- [DOCUMENT SECTION]
** START **
Paul Cockayne – 07791 970406 – email@example.com
Welcome to my counselling blog. You can find more information about me by clicking one of the links at the top of this page
The possibility of Russia being banned from the next Olympics got me thinking about rule-breaking. Competitive sports and games have rules, which are written down, but they also have codes of ethics, which often are not. At snooker, a player who plays a foul shot is expected to own up to it – that is part of ethics of the game, though it may not be an actual rule. Golfers, similarly, are expected to be their own rule-keepers to a great extent. Other sports have an on-field referee or umpire and in many of these sports the ethics seem to be that it’s OK to break the rules as long as you’re not caught. Shirt-pulling at football is a good example, and what happens inside a rugby scrum, I’m sure, is not always strictly within the rules of the game. And though I don’t know a great deal about ice hockey, it appears that players are expected to break the rules at times, that’s accepted as part of the game, and part of the entertainment for the crowd.
Beyond the universe of sports and games, there are many rules that influence, if not govern, our lives. The relationship between laws and ethics is interesting here, as well. Murder, for example, is clearly against the law, and also, for nearly all of us, against our moral code. We would describe killing as “wrong”, although of course the law allows for extenuating circumstances, and distinguishes between murder and homicide, which suggest that in the eyes of the law, some killings might be more “wrong” than others.
And what of speeding? It’s against the law, but many people would not regard it as “wrong”. For some, it perhaps falls into the same category as shirt-pulling at football – it’s OK to speed unless you get caught.
For some people, the rules define what is right and wrong – rules are there to be kept. For others, rules are more of a framework – they may overlap with what we consider right and wrong but there are differences in some area. And for some, rules are a challenge – rules are there to be broken. We relate to rules in different ways, and as individuals we relate to different rules differently as well. It’s complicated.
** END **
- [WORKING DATA]
** START **
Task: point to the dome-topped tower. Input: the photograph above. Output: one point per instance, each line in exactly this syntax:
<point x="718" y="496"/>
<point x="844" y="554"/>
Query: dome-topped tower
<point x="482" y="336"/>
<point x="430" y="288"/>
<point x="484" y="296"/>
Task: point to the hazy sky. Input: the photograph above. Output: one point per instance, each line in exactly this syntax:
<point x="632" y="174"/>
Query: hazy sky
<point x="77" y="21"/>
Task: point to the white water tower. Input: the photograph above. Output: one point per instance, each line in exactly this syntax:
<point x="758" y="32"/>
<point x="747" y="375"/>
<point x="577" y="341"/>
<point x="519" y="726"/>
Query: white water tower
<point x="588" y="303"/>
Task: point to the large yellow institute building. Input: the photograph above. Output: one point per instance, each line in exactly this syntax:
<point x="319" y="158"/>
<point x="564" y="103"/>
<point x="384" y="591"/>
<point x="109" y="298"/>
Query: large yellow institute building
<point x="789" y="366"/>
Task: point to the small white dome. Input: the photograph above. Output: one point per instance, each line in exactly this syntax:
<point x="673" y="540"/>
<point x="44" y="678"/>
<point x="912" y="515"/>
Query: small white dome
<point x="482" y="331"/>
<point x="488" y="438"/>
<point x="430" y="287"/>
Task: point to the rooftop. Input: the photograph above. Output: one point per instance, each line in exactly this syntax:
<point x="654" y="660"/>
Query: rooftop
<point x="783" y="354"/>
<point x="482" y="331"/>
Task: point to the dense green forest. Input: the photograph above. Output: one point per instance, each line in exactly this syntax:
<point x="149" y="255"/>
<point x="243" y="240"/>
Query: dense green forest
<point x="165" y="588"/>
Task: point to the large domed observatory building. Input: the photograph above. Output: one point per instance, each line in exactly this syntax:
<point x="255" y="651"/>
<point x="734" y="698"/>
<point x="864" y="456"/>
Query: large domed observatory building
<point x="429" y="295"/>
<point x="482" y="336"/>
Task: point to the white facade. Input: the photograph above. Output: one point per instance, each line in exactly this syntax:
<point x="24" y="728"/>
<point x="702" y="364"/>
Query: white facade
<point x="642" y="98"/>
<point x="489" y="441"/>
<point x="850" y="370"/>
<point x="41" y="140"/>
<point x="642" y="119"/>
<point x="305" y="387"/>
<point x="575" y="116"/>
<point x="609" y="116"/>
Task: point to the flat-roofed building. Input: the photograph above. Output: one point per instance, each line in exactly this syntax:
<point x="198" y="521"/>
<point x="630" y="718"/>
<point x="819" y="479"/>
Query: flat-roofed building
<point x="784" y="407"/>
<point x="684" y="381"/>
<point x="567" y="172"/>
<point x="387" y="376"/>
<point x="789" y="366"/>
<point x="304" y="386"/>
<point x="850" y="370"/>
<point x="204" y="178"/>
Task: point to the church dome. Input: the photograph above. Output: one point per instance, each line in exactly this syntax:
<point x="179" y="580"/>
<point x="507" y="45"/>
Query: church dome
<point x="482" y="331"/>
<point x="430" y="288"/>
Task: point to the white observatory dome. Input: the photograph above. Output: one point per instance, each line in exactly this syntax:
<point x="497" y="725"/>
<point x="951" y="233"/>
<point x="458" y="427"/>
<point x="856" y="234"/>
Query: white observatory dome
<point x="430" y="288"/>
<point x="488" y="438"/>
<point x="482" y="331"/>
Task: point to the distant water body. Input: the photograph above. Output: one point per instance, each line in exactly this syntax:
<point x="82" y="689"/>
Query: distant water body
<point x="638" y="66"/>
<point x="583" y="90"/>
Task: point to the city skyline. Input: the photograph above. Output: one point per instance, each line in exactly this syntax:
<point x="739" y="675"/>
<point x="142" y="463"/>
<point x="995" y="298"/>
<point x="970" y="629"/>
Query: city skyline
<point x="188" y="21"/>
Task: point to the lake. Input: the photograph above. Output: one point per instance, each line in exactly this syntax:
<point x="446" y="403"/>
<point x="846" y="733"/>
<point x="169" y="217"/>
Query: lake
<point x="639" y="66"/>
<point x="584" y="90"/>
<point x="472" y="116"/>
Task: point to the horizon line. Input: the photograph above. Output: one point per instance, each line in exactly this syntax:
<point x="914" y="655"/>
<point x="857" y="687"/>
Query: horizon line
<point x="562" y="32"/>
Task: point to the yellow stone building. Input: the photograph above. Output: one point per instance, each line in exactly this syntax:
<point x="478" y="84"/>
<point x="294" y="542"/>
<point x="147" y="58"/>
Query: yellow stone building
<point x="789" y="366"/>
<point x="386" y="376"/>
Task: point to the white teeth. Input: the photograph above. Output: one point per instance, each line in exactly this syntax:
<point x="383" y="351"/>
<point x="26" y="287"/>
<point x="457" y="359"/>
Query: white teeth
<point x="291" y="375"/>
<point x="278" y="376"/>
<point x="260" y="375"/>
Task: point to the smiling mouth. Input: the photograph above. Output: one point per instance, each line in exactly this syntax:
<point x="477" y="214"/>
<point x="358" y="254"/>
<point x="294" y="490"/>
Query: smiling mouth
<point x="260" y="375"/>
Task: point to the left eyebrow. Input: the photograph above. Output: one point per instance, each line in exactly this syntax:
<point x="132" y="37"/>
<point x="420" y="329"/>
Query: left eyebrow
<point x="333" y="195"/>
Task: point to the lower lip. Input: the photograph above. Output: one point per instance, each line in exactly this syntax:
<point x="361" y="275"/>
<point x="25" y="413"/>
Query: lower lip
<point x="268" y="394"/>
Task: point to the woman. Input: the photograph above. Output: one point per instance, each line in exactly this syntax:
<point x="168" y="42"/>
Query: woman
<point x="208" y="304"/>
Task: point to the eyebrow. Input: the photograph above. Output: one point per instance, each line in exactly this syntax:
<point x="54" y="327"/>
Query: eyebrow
** END **
- [WHAT TO DO]
[1] Print the part of the blog post on rule-breaking that opens with the words containing "And what of" and closes with "you get caught.".
[2] Rewrite the records from the line containing "Task: point to the woman." through the end of the records, substituting "brow" for "eyebrow" and leaving everything else unchanged. Give only those lines.
The text and the records were taken from unrelated sources.

- [OUTPUTS FOR THE TASKS]
[1]
And what of speeding? It’s against the law, but many people would not regard it as “wrong”. For some, it perhaps falls into the same category as shirt-pulling at football – it’s OK to speed unless you get caught.

[2]
Task: point to the woman. Input: the photograph above. Output: one point per instance, each line in exactly this syntax:
<point x="168" y="42"/>
Query: woman
<point x="208" y="304"/>
Task: point to the brow. Input: the photograph above. Output: one point per instance, each line in exactly this syntax:
<point x="54" y="327"/>
Query: brow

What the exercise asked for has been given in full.